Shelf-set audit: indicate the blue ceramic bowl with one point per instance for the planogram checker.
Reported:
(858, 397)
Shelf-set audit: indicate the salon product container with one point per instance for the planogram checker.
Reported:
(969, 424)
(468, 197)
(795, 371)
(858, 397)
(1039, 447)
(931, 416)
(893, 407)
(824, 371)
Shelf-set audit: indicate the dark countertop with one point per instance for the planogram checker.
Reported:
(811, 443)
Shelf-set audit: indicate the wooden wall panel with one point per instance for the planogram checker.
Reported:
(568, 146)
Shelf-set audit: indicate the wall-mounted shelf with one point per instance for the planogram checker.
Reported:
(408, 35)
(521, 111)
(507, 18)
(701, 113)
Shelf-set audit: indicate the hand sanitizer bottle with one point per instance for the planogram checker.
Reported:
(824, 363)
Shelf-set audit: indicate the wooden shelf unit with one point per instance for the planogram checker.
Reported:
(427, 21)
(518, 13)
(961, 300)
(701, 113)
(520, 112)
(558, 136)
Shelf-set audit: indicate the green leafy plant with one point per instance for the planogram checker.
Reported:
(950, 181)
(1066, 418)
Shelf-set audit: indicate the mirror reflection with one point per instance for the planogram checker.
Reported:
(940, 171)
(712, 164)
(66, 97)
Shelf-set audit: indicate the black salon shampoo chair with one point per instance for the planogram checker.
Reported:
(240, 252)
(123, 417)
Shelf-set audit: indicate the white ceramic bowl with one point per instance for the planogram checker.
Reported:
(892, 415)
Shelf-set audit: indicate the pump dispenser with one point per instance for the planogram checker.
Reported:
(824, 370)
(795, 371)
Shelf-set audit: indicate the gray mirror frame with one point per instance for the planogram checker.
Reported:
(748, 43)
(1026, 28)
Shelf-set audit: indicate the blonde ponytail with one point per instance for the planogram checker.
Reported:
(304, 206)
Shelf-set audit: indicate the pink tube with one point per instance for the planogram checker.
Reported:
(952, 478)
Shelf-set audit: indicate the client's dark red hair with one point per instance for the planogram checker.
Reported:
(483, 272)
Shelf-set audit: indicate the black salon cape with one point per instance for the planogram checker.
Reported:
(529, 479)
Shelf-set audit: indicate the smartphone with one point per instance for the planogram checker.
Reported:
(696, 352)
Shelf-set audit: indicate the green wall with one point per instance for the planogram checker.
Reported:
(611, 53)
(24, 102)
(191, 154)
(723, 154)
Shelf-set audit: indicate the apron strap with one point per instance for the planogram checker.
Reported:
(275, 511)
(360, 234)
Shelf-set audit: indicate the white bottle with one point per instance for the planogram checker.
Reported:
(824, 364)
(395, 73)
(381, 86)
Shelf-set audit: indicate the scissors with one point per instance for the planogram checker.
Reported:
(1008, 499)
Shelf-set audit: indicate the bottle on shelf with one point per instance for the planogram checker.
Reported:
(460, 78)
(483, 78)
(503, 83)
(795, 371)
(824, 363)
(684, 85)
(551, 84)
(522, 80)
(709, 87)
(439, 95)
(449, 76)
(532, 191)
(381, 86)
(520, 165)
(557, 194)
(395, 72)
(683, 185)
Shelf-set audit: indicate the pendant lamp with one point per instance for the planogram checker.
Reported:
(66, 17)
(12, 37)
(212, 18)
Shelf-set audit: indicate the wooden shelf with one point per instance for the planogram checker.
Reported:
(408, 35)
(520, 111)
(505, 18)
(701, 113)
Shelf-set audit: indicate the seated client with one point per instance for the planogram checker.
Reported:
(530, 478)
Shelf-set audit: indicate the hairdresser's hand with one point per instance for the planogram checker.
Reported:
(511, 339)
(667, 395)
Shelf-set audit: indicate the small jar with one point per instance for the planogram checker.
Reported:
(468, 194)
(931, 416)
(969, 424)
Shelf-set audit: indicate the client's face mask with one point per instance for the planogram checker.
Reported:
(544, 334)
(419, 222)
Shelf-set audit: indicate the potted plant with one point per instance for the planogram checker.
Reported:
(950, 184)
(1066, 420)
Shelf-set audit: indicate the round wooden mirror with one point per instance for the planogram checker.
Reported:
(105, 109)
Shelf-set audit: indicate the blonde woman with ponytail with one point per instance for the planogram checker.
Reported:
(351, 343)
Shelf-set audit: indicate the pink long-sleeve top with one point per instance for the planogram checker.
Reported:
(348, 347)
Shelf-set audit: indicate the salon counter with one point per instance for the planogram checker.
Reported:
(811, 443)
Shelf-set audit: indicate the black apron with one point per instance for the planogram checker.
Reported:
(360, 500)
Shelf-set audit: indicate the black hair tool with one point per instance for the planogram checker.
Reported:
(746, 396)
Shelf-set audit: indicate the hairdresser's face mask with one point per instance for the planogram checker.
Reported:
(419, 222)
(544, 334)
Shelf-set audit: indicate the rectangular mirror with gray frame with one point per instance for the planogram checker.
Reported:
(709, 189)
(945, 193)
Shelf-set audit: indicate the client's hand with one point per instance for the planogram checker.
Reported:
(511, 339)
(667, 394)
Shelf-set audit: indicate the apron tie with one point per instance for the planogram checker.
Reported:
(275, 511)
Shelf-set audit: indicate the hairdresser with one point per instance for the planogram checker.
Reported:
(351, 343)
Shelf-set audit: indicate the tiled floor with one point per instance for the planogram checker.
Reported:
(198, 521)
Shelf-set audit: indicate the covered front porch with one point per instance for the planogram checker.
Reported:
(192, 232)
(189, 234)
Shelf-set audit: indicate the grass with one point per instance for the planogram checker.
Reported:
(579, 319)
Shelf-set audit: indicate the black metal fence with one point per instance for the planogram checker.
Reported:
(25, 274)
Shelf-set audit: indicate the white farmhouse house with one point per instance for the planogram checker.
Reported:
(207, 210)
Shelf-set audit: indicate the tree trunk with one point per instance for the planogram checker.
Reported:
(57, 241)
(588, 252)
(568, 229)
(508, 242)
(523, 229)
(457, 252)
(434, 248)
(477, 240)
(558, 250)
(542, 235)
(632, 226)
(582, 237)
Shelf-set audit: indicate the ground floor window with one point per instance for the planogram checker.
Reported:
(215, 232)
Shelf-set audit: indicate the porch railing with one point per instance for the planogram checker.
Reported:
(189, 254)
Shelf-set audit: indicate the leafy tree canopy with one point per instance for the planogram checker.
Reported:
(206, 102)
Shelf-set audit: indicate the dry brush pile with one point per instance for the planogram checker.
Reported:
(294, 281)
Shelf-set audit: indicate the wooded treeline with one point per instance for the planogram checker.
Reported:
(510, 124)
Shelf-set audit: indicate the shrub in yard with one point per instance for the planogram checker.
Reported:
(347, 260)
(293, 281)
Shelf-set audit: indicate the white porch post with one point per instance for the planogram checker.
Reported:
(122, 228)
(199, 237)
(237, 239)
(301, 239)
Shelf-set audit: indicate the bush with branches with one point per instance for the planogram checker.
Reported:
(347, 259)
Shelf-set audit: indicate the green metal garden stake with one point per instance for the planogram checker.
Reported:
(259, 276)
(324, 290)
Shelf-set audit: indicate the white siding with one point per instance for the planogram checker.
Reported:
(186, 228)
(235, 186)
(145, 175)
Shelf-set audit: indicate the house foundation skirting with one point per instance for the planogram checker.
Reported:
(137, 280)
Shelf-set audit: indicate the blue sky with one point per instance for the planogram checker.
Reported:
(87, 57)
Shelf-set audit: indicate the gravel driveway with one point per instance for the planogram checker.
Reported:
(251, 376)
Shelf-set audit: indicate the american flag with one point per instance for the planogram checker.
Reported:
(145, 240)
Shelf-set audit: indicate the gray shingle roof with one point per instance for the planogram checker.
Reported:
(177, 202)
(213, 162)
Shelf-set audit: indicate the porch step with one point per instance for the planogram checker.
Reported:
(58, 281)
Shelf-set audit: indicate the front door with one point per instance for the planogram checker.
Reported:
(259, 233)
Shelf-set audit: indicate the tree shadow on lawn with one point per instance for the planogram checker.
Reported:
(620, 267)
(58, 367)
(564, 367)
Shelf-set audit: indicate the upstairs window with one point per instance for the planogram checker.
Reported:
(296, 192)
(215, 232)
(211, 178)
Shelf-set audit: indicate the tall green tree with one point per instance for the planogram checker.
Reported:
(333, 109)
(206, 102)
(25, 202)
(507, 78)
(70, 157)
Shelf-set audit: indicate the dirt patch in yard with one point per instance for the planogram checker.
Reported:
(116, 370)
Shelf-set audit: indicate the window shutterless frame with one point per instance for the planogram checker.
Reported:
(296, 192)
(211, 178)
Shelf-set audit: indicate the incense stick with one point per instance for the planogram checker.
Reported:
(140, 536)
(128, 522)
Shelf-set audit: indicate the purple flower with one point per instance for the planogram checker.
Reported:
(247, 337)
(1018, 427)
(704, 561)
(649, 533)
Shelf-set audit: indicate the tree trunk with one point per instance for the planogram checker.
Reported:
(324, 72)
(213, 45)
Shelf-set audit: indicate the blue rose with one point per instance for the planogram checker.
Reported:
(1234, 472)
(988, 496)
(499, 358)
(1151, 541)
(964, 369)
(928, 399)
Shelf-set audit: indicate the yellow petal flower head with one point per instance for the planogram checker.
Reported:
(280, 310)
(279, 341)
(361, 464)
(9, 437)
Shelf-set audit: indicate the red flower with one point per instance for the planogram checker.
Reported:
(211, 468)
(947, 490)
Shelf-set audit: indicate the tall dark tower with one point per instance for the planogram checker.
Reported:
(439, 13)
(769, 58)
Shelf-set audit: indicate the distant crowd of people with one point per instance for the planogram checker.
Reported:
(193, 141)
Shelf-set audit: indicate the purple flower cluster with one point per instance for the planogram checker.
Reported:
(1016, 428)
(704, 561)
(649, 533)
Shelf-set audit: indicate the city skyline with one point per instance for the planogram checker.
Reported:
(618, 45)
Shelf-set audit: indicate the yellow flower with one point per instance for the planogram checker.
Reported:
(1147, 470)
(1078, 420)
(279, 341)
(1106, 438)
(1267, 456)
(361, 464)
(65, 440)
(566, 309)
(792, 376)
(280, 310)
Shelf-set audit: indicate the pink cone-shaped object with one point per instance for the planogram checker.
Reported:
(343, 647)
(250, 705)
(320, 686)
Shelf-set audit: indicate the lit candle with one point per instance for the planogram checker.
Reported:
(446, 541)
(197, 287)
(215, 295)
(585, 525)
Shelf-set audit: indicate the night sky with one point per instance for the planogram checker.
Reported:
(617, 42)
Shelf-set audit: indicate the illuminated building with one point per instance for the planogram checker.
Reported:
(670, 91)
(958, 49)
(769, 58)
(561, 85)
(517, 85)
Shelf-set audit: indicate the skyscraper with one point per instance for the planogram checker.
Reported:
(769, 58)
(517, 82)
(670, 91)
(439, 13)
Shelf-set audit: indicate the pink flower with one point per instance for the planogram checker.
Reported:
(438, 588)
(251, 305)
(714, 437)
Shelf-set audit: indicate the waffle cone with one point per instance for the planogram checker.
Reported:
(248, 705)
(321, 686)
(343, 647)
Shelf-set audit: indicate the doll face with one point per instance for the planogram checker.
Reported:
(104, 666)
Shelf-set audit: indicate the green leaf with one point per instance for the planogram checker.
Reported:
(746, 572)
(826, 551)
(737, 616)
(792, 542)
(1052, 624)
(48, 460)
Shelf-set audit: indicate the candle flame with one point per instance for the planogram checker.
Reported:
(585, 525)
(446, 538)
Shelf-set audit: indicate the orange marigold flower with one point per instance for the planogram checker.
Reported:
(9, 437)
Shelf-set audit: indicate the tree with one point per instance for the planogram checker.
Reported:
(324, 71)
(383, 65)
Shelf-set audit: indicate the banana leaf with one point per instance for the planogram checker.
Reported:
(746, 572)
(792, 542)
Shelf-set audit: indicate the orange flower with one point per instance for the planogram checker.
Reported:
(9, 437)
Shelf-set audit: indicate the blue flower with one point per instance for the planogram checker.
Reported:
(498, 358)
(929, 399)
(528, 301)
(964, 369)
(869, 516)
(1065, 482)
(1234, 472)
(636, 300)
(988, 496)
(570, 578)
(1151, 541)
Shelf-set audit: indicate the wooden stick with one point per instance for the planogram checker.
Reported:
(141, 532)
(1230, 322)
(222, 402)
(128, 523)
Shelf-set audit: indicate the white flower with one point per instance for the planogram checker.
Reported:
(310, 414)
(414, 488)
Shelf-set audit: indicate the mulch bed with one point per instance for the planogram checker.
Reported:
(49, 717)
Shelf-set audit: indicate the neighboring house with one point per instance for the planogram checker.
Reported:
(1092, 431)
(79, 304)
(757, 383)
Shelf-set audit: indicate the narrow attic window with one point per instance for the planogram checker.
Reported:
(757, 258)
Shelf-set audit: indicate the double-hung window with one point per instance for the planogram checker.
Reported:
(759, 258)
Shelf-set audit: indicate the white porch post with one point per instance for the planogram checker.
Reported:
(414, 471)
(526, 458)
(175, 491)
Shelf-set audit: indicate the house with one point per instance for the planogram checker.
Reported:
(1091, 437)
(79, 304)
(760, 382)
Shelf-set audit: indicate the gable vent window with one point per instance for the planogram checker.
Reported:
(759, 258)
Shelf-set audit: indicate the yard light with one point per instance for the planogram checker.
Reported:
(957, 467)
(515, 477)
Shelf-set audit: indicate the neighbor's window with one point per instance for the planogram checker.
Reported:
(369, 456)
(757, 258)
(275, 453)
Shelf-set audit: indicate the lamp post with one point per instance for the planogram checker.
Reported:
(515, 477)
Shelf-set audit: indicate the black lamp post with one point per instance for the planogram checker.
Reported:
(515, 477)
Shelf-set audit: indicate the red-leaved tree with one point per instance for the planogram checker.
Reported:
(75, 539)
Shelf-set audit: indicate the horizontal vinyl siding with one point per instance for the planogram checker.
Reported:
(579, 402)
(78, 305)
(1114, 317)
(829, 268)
****************
Search the material for the word "face" and copy each line where it occurs.

Shelf-set audit: indicate the client's face mask with one point per instance for the planogram checker.
Shelf-set audit: indicate the hairdresser's face mask with one point per instance for the planogram checker.
Shelf-set audit: indicate the doll face with one point per instance for the planogram checker.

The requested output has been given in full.